### Work order
Continue the text on telling moles from skin cancer, starting after its final sentence.
Text section below:
To find out whether it is a mole or cancer, check your skin every few months, because most skin cancers start as irregular spots, says Ariel Ostad, MD, assistant professor of dermatology at New York University.
What it is: A mole is a harmless spot that develops in childhood or later in life and can be found anywhere.
Looks Like: Typically smaller than a pencil eraser, moles are round and symmetrical with smooth borders and an even color. According to Dr. Ostad, “They usually don’t evolve or change shape.”
What it is: Actinic keratosis is a common precancerous growth often found on your scalp, face, hands, or forearms. “They should be removed because 5 to 10 percent of them become cancerous,” Dr. Ostad explains.
Looks Like: You’ll see a rough, flesh-toned pink or red patch that may be itchy or scaly.
Basal cell carcinoma
What it is: Caused by sun damage and typically found on the face, this type of cancer is easy to treat if it’s caught early.
Looks Like: It normally appears as a pinkish or reddish patch that may bleed or scab. “Picture a pimple that seems to heal, only to return again,” Dr. Ostad says.
End of Text section.
Information below:
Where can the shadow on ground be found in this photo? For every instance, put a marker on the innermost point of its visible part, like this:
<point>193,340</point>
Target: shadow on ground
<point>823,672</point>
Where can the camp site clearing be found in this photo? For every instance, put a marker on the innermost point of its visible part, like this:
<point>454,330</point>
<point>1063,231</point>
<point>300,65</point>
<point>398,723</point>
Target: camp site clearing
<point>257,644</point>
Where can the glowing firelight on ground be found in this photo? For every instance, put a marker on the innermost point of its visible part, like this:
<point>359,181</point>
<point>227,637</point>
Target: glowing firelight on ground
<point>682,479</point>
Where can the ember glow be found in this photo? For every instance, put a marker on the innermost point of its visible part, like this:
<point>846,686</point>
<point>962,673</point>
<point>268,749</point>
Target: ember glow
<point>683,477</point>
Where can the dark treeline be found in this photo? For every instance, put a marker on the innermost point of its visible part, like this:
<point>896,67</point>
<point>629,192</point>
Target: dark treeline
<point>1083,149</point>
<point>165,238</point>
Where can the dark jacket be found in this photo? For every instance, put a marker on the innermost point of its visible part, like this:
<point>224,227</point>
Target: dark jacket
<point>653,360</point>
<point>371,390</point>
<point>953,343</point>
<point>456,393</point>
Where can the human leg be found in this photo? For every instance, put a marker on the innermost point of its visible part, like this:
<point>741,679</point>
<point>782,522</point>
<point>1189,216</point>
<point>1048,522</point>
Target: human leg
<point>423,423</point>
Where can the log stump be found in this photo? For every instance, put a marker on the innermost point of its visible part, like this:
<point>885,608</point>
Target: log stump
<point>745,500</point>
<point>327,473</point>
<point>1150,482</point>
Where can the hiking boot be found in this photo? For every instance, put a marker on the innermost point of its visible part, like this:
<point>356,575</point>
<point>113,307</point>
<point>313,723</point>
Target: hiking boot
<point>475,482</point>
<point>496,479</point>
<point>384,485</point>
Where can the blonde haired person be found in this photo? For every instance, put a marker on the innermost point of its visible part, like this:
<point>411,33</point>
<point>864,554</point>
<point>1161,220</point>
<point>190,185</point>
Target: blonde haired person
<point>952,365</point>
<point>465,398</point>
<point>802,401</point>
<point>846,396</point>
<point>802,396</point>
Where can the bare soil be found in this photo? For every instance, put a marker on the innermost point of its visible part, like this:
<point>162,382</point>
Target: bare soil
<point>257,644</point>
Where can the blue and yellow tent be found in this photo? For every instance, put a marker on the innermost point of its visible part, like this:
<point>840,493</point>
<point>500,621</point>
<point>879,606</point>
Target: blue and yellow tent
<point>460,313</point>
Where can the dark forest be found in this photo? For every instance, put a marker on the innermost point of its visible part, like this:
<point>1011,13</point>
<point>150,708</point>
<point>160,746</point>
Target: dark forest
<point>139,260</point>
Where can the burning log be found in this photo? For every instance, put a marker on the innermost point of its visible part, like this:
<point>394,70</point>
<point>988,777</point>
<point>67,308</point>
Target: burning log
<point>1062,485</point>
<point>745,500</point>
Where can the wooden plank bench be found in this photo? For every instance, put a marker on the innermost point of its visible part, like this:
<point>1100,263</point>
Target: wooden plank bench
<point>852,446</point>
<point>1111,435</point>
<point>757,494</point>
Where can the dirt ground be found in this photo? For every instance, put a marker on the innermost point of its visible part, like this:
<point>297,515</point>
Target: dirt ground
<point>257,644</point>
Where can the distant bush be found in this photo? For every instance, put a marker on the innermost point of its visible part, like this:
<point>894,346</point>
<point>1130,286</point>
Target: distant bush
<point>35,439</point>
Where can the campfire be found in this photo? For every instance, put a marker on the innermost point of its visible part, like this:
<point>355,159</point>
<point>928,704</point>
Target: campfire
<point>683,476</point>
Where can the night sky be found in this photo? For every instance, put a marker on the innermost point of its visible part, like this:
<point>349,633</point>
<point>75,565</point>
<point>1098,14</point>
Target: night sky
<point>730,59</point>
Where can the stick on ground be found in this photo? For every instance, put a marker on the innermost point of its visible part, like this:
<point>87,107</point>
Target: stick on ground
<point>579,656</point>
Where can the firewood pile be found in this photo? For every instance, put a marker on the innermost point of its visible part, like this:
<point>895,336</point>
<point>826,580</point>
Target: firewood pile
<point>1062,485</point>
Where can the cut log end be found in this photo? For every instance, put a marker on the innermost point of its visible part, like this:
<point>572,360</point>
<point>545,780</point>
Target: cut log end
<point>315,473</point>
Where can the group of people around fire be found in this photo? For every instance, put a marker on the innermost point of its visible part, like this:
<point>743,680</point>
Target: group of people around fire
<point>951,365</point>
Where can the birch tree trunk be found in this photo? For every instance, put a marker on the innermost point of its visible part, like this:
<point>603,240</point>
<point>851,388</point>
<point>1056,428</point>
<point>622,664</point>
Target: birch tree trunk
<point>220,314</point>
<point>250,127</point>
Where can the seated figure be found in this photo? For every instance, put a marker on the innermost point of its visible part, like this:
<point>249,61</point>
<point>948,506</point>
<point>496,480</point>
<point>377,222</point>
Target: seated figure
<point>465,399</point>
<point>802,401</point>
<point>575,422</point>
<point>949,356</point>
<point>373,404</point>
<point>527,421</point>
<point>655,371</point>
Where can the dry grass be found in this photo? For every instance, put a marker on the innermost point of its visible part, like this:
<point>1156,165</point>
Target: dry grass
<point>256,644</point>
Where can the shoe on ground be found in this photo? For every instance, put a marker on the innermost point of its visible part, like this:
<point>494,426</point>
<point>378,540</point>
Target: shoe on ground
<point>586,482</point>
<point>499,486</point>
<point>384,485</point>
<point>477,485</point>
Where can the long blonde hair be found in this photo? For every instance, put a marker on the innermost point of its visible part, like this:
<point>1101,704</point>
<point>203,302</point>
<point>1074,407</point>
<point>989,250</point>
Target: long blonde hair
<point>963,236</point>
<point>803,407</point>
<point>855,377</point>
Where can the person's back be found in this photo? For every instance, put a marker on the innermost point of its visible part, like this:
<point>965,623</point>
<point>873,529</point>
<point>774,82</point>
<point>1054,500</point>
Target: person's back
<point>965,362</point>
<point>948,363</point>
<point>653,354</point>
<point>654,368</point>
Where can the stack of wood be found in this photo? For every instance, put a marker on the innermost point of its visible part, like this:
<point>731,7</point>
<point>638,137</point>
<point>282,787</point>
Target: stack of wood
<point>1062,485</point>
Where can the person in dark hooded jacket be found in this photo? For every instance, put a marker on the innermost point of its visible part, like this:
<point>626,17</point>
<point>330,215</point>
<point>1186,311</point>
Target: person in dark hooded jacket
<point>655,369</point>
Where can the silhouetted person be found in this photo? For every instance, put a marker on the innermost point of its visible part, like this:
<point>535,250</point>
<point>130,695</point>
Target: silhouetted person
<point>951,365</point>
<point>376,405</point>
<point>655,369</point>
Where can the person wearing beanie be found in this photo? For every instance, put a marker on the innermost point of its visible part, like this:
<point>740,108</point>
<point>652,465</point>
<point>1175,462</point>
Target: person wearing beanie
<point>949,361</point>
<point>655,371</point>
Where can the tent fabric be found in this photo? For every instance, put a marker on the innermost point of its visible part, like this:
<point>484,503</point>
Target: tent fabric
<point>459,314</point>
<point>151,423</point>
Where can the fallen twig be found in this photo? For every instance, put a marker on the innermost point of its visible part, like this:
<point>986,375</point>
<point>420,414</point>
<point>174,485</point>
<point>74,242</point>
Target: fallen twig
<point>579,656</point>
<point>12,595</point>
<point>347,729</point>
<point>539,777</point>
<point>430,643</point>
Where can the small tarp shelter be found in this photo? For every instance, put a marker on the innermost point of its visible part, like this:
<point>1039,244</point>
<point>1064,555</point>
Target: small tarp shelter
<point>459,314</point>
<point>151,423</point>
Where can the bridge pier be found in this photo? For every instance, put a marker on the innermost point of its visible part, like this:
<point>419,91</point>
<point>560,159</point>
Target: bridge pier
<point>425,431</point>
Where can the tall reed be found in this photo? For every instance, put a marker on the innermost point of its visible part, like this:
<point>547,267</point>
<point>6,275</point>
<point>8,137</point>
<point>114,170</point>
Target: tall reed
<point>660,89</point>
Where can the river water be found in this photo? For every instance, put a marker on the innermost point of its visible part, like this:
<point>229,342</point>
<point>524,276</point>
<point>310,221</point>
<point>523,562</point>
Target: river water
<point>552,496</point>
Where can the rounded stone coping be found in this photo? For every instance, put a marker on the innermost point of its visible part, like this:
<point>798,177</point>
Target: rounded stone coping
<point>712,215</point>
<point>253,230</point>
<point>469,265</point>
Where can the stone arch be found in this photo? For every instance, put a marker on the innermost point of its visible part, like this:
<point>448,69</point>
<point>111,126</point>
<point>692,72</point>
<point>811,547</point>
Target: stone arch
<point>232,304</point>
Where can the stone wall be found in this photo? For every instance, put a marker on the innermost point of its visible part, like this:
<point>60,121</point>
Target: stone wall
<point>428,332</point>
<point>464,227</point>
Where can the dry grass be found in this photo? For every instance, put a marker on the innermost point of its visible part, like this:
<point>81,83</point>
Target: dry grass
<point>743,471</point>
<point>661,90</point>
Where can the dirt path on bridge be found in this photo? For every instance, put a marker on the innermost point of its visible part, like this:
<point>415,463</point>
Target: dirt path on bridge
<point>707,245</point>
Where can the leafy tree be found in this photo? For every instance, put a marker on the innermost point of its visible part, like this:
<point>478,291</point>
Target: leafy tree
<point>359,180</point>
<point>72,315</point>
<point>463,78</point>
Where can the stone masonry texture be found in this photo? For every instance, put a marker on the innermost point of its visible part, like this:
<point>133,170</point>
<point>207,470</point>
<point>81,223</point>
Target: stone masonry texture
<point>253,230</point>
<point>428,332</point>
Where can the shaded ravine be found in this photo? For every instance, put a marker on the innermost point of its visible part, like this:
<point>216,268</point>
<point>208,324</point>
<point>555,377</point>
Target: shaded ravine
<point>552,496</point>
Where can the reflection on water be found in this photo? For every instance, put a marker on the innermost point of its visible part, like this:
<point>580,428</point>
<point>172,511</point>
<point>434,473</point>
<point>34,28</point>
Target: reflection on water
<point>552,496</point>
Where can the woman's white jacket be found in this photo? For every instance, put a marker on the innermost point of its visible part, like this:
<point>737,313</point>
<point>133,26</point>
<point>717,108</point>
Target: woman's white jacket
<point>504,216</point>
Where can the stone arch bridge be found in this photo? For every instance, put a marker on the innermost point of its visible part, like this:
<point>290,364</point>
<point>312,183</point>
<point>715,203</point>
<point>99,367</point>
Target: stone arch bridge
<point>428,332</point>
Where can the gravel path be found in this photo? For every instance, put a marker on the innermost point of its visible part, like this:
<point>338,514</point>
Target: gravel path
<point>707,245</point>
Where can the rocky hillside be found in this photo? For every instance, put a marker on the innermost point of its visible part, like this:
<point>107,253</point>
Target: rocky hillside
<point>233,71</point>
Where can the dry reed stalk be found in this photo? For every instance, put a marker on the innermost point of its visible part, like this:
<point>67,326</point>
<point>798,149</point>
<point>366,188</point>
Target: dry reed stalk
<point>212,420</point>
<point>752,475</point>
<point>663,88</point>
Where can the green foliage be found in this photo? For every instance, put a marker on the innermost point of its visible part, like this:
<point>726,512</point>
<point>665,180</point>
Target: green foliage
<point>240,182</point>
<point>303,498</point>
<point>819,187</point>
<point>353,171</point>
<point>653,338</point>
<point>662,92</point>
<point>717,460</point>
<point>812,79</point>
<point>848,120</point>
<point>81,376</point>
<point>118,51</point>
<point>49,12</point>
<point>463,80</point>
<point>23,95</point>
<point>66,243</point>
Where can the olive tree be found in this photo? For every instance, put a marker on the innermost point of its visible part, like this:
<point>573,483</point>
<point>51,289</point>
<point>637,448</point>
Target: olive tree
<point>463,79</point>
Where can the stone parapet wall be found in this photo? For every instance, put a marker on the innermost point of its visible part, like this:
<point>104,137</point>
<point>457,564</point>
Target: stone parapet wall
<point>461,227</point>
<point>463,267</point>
End of Information.
### Result of the exercise
Squamous cell carcinoma
What it is: This type of cancer often appears on the body, legs, or hands and is curable if caught early.
Looks Like: You’ll notice a thick growth that can peel and bleed and may have an irregularly shaped border. “It’s more like a wart than a pimple,” Dr. Ostad says.
What it is: This serious form of cancer can spread quickly but is curable if caught early. “Melanoma is usually found on women’s legs, rarely on their faces,” Dr. Ostad says. “In men, it’s more common on the torso.”
Looks Like: Alert your derm if you see a dark, irregularly shaped growth with uneven reddish-brown, brown, or black coloring.